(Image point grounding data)
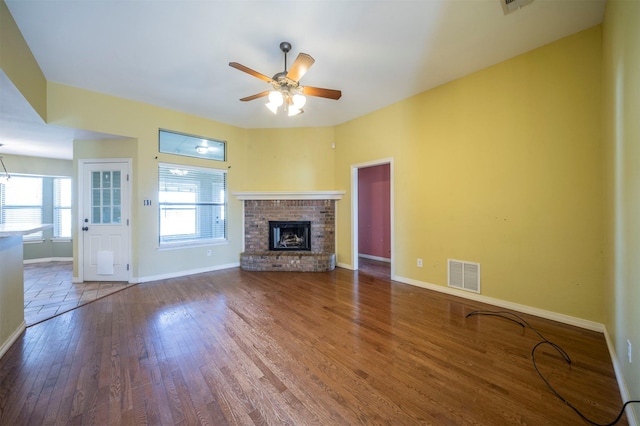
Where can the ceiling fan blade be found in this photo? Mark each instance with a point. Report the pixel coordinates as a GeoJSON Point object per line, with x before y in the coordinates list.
{"type": "Point", "coordinates": [302, 63]}
{"type": "Point", "coordinates": [250, 71]}
{"type": "Point", "coordinates": [322, 93]}
{"type": "Point", "coordinates": [256, 96]}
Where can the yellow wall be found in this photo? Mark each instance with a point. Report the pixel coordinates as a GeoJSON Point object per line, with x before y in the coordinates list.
{"type": "Point", "coordinates": [299, 159]}
{"type": "Point", "coordinates": [502, 167]}
{"type": "Point", "coordinates": [20, 164]}
{"type": "Point", "coordinates": [621, 135]}
{"type": "Point", "coordinates": [18, 63]}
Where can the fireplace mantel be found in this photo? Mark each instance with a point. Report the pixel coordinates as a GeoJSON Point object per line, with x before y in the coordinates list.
{"type": "Point", "coordinates": [289, 195]}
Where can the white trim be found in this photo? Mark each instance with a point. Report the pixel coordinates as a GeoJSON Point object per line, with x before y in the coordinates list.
{"type": "Point", "coordinates": [622, 384]}
{"type": "Point", "coordinates": [289, 195]}
{"type": "Point", "coordinates": [80, 206]}
{"type": "Point", "coordinates": [48, 259]}
{"type": "Point", "coordinates": [183, 273]}
{"type": "Point", "coordinates": [378, 258]}
{"type": "Point", "coordinates": [554, 316]}
{"type": "Point", "coordinates": [354, 209]}
{"type": "Point", "coordinates": [12, 339]}
{"type": "Point", "coordinates": [345, 266]}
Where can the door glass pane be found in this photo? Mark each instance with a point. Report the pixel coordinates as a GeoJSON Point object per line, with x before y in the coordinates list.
{"type": "Point", "coordinates": [106, 197]}
{"type": "Point", "coordinates": [106, 179]}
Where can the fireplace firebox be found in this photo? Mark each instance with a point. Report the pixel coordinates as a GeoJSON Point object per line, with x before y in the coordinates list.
{"type": "Point", "coordinates": [290, 235]}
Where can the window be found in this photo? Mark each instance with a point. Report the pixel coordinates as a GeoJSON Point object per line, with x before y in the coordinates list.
{"type": "Point", "coordinates": [21, 202]}
{"type": "Point", "coordinates": [191, 146]}
{"type": "Point", "coordinates": [192, 205]}
{"type": "Point", "coordinates": [61, 207]}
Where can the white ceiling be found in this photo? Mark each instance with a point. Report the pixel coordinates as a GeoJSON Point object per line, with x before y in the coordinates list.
{"type": "Point", "coordinates": [175, 54]}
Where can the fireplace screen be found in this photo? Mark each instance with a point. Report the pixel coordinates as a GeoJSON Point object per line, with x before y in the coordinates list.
{"type": "Point", "coordinates": [292, 235]}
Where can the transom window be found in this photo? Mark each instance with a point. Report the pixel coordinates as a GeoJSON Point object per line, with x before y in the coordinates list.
{"type": "Point", "coordinates": [192, 205]}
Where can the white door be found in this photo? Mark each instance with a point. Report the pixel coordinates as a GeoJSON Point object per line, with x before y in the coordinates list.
{"type": "Point", "coordinates": [104, 221]}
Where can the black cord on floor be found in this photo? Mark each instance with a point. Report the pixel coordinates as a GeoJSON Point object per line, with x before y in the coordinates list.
{"type": "Point", "coordinates": [544, 341]}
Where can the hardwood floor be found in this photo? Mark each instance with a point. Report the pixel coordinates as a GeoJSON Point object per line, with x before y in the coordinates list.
{"type": "Point", "coordinates": [343, 347]}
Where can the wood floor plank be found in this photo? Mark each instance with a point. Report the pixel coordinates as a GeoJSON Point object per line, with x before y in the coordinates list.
{"type": "Point", "coordinates": [342, 347]}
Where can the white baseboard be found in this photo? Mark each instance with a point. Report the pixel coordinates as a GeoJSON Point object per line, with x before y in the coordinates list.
{"type": "Point", "coordinates": [554, 316]}
{"type": "Point", "coordinates": [622, 384]}
{"type": "Point", "coordinates": [345, 266]}
{"type": "Point", "coordinates": [183, 273]}
{"type": "Point", "coordinates": [48, 259]}
{"type": "Point", "coordinates": [11, 340]}
{"type": "Point", "coordinates": [378, 258]}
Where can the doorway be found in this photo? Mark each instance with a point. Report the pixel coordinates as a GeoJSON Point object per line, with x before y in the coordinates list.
{"type": "Point", "coordinates": [372, 213]}
{"type": "Point", "coordinates": [104, 242]}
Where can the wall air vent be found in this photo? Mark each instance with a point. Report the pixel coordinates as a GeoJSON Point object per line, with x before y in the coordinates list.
{"type": "Point", "coordinates": [509, 6]}
{"type": "Point", "coordinates": [464, 275]}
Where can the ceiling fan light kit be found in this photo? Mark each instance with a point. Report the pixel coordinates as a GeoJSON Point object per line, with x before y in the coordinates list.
{"type": "Point", "coordinates": [287, 91]}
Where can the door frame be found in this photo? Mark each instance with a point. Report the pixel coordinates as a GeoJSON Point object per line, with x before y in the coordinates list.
{"type": "Point", "coordinates": [355, 209]}
{"type": "Point", "coordinates": [80, 212]}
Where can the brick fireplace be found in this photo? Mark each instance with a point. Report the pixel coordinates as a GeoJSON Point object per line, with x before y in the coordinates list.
{"type": "Point", "coordinates": [260, 208]}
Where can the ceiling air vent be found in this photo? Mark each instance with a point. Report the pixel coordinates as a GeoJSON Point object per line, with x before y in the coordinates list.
{"type": "Point", "coordinates": [509, 6]}
{"type": "Point", "coordinates": [464, 275]}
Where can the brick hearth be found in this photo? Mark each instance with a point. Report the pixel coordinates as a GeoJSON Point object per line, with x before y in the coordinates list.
{"type": "Point", "coordinates": [258, 213]}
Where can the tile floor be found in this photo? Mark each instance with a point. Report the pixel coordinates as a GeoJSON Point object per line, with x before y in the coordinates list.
{"type": "Point", "coordinates": [48, 290]}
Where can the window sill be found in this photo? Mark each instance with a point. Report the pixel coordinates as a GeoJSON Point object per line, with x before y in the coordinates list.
{"type": "Point", "coordinates": [179, 246]}
{"type": "Point", "coordinates": [61, 240]}
{"type": "Point", "coordinates": [33, 241]}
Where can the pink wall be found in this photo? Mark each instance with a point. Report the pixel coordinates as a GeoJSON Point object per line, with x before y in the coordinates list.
{"type": "Point", "coordinates": [374, 211]}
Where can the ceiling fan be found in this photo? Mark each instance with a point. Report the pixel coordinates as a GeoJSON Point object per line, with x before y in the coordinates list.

* [Work to be completed] Copy out every line of the data above, taking care to leave the pictures out.

* [Answer for the task]
Where can the ceiling fan blade be found in this photo? Mark each instance with a point. Report the pixel coordinates as a GeoJSON Point object per line, with x before y in the coordinates list.
{"type": "Point", "coordinates": [302, 63]}
{"type": "Point", "coordinates": [250, 71]}
{"type": "Point", "coordinates": [322, 93]}
{"type": "Point", "coordinates": [256, 96]}
Where can the yellow wall be found in this photo? Mark each instance with a point. Report the pixel coordinates as a GeoJSON Point object per line, with x before y in the coordinates list.
{"type": "Point", "coordinates": [299, 159]}
{"type": "Point", "coordinates": [502, 167]}
{"type": "Point", "coordinates": [20, 164]}
{"type": "Point", "coordinates": [621, 135]}
{"type": "Point", "coordinates": [18, 63]}
Where can the fireplace mantel be found in this photo? Mark each instance with a point. Report the pixel coordinates as a GeoJSON Point object per line, with x before y in the coordinates list.
{"type": "Point", "coordinates": [289, 195]}
Where can the white trim be found in this photo? Mark each instance with a point. Report the pixel coordinates as a GeoJSON Point object per line, with x before y in the coordinates list.
{"type": "Point", "coordinates": [622, 384]}
{"type": "Point", "coordinates": [289, 195]}
{"type": "Point", "coordinates": [80, 206]}
{"type": "Point", "coordinates": [48, 259]}
{"type": "Point", "coordinates": [183, 273]}
{"type": "Point", "coordinates": [378, 258]}
{"type": "Point", "coordinates": [554, 316]}
{"type": "Point", "coordinates": [354, 209]}
{"type": "Point", "coordinates": [12, 339]}
{"type": "Point", "coordinates": [345, 266]}
Where can the door glass pane be found in this photo? Mark each instance with a point. Report the pixel coordinates as a GeoJSON Point object per line, with x before y in the coordinates list.
{"type": "Point", "coordinates": [106, 197]}
{"type": "Point", "coordinates": [106, 179]}
Where can the fireplace firebox be found in this photo? Mark each instance with a point. Report the pixel coordinates as a GeoJSON Point object per line, with x before y in the coordinates list.
{"type": "Point", "coordinates": [290, 235]}
Where can the window be found in this photo? Mark each instance with a point. Report the pixel coordinates as a GeoJSON Point object per line, with x before y in the coordinates list.
{"type": "Point", "coordinates": [21, 202]}
{"type": "Point", "coordinates": [191, 146]}
{"type": "Point", "coordinates": [192, 205]}
{"type": "Point", "coordinates": [61, 207]}
Where can the white ceiling be found in this photo? Mark each instance with a point. Report the pixel coordinates as a GeoJSON Point object per line, with x before y in the coordinates list.
{"type": "Point", "coordinates": [175, 54]}
Where can the fireplace screen be found in this photo? Mark each instance with a point. Report the pixel coordinates as a GeoJSON Point object per line, with x before y in the coordinates list.
{"type": "Point", "coordinates": [292, 235]}
Where can the transom window be found in this photo? Mark each instance with a point. Report the pixel coordinates as a GeoJSON Point object per line, with x before y in the coordinates list.
{"type": "Point", "coordinates": [192, 205]}
Where can the white door be found in this photo? Mark each instance with a point. Report the pixel coordinates as a GeoJSON Point object per line, with x before y in the coordinates list.
{"type": "Point", "coordinates": [104, 221]}
Where can the black cord on floor be found in this photo? Mark each instance with a point. Report the pixel coordinates as a GeoJSON Point object per line, with x before y in the coordinates list.
{"type": "Point", "coordinates": [544, 341]}
Where can the hardwood floor be found in this photo? Mark each instance with a point. Report the pixel coordinates as a GeoJSON Point object per line, with x before y in the coordinates list.
{"type": "Point", "coordinates": [343, 347]}
Where can the wood floor plank be found in this photo? Mark each instance with a point. Report the pixel coordinates as a GeoJSON Point object per line, with x before y in the coordinates list.
{"type": "Point", "coordinates": [342, 347]}
Where can the white baseboard be found in this photo? Mark each instance with a point. Report the pixel coordinates as a GeoJSON Point object per line, with x before y in the coordinates list.
{"type": "Point", "coordinates": [554, 316]}
{"type": "Point", "coordinates": [622, 384]}
{"type": "Point", "coordinates": [345, 266]}
{"type": "Point", "coordinates": [183, 273]}
{"type": "Point", "coordinates": [48, 259]}
{"type": "Point", "coordinates": [11, 340]}
{"type": "Point", "coordinates": [378, 258]}
Where can the doorway be found in this photo? Mark each instance with a point. Report the pixel coordinates as a GeoJSON Point object per line, with x before y in the coordinates list.
{"type": "Point", "coordinates": [372, 213]}
{"type": "Point", "coordinates": [104, 242]}
Where can the wall air vent be found in this photo? Mark each instance with a point. Report the pixel coordinates as a GeoJSON Point object per line, with x before y in the coordinates list.
{"type": "Point", "coordinates": [509, 6]}
{"type": "Point", "coordinates": [464, 275]}
Where can the ceiling fan light kit be found in this photo? Mark each instance with a point. Report the pixel coordinates as a GeoJSON Point object per line, with x before y in the coordinates list.
{"type": "Point", "coordinates": [287, 91]}
Where can the door frame be found in this photo? Mark each instance with a point. Report the pixel coordinates as a GeoJSON Point object per line, with x before y in the coordinates list.
{"type": "Point", "coordinates": [355, 209]}
{"type": "Point", "coordinates": [80, 212]}
Where can the brick fireplace be found in this photo? Mark each instance with a point. Report the pixel coordinates as a GeoJSON Point object per line, with x before y in the coordinates list.
{"type": "Point", "coordinates": [260, 208]}
Where can the ceiling air vent be found in this photo? Mark each instance with a point. Report the pixel coordinates as a GeoJSON Point object per line, with x before y in the coordinates list.
{"type": "Point", "coordinates": [509, 6]}
{"type": "Point", "coordinates": [464, 275]}
Where can the brick hearth be found in this photo? Mark each instance with a point. Report the pixel coordinates as a GeoJSON Point object per line, with x before y in the coordinates list.
{"type": "Point", "coordinates": [258, 213]}
Where can the tile floor be found in this photo? Mark each instance with a point. Report the pixel coordinates as a GeoJSON Point object per line, with x before y in the coordinates list.
{"type": "Point", "coordinates": [48, 290]}
Where can the window sill be found in this photo? Mark each instance with a point. Report the pixel coordinates as a GeoJSON Point object per line, with x before y in the coordinates list.
{"type": "Point", "coordinates": [179, 246]}
{"type": "Point", "coordinates": [61, 240]}
{"type": "Point", "coordinates": [33, 241]}
Where can the pink wall be found in this photo? Mark each instance with a point. Report the pixel coordinates as a GeoJSON Point object per line, with x before y in the coordinates list.
{"type": "Point", "coordinates": [374, 211]}
Where can the ceiling fan be found in this photo? Mark each instance with a point. Report the pixel coordinates as a GeoJSON Point object per line, with x before y in the coordinates list.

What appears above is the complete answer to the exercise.